Work item: In the records below, find the line containing "Note to the class: find each instance of the woman holding" and the line containing "Note to the class: find each instance of the black sneaker"; please repeat exactly the lines from one to the other, both included, and nothing more.

Records shown Block Start

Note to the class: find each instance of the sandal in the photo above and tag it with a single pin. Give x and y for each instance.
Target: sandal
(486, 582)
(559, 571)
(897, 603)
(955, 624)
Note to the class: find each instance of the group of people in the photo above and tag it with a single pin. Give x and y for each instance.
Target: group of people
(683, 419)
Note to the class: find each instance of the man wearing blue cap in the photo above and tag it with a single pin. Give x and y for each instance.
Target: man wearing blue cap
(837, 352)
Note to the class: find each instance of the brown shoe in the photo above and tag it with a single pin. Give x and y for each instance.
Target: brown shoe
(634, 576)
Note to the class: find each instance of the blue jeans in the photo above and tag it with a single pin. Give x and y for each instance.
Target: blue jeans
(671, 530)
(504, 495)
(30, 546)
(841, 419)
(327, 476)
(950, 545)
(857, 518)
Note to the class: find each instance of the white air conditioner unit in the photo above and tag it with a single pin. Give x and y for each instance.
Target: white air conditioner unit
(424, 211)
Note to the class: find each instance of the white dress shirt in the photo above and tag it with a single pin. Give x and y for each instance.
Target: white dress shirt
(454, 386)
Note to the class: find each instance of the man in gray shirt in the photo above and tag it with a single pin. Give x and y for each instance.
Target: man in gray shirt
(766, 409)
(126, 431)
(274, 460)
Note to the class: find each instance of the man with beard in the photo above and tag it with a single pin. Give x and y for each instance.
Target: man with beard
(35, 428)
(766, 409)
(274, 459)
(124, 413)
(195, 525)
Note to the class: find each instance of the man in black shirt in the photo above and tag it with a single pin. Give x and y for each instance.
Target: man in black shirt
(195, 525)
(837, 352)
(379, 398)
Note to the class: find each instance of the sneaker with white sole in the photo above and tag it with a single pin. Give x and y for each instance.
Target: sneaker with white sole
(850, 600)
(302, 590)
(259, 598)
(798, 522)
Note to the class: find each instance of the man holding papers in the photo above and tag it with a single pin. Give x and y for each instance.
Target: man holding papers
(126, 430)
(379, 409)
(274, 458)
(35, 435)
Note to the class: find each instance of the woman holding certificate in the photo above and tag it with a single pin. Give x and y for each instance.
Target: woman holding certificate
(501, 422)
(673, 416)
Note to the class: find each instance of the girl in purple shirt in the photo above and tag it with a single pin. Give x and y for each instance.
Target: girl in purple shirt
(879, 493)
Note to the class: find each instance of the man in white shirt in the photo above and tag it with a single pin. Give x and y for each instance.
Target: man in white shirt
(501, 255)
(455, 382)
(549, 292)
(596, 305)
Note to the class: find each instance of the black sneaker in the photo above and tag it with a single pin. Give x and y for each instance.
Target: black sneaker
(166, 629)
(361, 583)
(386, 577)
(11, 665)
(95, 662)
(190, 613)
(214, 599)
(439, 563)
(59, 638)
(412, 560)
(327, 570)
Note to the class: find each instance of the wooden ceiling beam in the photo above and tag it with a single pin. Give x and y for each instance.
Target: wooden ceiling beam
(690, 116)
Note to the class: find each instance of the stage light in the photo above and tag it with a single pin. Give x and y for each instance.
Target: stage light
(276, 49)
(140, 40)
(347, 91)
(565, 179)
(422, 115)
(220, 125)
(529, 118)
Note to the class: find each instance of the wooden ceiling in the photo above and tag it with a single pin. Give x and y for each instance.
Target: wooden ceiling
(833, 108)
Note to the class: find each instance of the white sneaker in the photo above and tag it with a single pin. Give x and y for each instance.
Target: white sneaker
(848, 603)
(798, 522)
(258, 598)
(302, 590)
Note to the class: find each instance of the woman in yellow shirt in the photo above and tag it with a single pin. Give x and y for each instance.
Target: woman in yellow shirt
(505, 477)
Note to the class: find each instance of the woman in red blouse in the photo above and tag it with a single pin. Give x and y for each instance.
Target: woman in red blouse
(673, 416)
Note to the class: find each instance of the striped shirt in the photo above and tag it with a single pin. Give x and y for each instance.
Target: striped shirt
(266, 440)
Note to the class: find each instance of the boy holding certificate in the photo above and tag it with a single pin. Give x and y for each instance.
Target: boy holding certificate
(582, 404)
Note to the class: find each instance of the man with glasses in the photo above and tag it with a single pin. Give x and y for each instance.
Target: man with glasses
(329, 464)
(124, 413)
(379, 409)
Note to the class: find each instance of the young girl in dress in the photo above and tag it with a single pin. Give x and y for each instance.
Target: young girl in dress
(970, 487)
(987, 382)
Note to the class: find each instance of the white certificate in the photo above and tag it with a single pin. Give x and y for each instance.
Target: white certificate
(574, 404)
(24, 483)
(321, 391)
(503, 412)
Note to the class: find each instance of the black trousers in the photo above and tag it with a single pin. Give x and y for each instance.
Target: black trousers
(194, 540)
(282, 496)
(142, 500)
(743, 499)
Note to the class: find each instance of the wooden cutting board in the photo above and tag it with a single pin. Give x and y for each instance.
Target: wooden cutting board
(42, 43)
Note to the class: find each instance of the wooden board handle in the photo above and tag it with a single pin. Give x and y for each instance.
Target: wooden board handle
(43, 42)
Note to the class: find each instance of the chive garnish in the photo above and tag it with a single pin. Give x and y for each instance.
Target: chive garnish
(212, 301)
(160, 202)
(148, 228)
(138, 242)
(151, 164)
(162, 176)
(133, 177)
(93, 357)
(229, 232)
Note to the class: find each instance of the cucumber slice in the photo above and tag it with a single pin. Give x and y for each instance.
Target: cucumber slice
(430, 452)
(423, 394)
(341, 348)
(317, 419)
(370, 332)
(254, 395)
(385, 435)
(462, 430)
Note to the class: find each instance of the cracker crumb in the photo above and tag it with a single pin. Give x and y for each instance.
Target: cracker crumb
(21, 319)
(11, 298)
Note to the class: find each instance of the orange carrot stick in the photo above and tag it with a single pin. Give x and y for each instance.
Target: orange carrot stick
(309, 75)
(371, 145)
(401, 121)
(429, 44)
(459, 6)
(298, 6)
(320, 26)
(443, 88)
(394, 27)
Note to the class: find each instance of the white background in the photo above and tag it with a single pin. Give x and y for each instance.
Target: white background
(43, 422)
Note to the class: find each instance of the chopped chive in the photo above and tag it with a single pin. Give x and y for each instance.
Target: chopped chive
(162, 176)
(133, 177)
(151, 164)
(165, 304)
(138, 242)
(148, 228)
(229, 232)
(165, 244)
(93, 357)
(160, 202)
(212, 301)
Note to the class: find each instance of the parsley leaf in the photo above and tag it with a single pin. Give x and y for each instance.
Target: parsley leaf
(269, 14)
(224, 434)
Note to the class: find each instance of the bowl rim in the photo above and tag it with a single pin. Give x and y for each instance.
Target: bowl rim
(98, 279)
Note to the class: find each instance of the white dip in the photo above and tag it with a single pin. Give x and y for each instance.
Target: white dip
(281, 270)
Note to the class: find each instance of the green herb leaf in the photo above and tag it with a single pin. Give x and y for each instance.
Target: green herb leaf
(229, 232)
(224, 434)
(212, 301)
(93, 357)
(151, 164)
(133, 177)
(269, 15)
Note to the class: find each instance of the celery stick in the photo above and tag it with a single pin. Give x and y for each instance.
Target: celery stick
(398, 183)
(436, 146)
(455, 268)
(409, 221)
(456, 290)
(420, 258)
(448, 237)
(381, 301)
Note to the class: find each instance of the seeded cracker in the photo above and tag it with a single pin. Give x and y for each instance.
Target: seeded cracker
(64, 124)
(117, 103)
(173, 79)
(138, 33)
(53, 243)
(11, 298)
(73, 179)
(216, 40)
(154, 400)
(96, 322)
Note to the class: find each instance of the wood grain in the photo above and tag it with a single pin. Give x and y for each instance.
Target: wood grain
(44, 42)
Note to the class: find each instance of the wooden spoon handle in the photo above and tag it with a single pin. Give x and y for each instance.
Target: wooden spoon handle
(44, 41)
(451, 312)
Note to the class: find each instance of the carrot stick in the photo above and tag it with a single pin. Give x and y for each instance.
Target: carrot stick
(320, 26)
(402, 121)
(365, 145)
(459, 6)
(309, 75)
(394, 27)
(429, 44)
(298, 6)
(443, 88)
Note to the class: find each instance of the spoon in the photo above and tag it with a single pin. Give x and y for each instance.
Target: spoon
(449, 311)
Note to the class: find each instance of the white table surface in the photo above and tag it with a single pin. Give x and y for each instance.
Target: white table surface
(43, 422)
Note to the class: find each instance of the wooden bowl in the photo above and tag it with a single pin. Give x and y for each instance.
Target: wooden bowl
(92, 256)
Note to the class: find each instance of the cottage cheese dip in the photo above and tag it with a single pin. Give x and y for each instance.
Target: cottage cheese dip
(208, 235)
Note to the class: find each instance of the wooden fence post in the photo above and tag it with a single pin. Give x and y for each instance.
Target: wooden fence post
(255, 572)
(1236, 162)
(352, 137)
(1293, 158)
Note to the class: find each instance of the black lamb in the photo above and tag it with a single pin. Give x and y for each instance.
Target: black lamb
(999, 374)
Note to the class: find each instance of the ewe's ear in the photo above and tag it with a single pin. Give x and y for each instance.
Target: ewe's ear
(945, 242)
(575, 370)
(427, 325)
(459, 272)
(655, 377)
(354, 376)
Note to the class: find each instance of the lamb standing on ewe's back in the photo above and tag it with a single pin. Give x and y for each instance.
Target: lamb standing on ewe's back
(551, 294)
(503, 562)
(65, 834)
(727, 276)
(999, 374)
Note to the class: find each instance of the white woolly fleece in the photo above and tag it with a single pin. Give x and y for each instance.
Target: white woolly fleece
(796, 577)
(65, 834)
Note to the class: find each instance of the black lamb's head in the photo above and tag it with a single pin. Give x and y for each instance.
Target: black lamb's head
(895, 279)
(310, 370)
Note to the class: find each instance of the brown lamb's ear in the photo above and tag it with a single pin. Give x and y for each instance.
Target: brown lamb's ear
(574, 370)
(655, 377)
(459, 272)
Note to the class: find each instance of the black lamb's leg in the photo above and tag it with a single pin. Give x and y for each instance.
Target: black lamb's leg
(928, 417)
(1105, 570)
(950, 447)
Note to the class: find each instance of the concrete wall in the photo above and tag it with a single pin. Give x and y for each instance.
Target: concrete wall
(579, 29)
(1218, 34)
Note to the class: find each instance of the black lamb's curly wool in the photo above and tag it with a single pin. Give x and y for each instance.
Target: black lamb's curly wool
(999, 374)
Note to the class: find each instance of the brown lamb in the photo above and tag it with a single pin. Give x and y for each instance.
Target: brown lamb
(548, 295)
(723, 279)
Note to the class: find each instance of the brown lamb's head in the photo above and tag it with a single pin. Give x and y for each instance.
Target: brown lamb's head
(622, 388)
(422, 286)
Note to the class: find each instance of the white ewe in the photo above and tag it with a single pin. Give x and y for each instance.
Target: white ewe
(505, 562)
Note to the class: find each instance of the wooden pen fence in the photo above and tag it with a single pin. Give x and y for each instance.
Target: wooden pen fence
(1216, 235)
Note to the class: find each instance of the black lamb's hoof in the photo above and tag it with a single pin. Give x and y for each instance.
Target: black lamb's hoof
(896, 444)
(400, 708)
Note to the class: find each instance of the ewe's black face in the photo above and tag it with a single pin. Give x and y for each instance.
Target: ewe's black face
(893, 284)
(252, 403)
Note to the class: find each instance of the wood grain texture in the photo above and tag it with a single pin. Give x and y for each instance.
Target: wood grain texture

Records shown Block End

Task solution:
Note to the class: find each instance of the woman holding certificate in the photo above and tag it with a single pin. Give x and y for each instance.
Target: woman holding certificate
(501, 422)
(673, 416)
Note to the class: find each instance of the girl in purple shirt in the photo above and tag it with a single pin. Give x and y for each instance.
Target: girl in purple shirt
(879, 493)
Note to the class: find each instance of the man in white shirt in the photo above and tag it with a single pin. Give x and y for each instance.
Target: man in white shirt
(501, 255)
(455, 382)
(549, 292)
(596, 305)
Note to the class: find each instance of the black sneaker in the photo above and tag it with a single pin. Give x and y for each instance.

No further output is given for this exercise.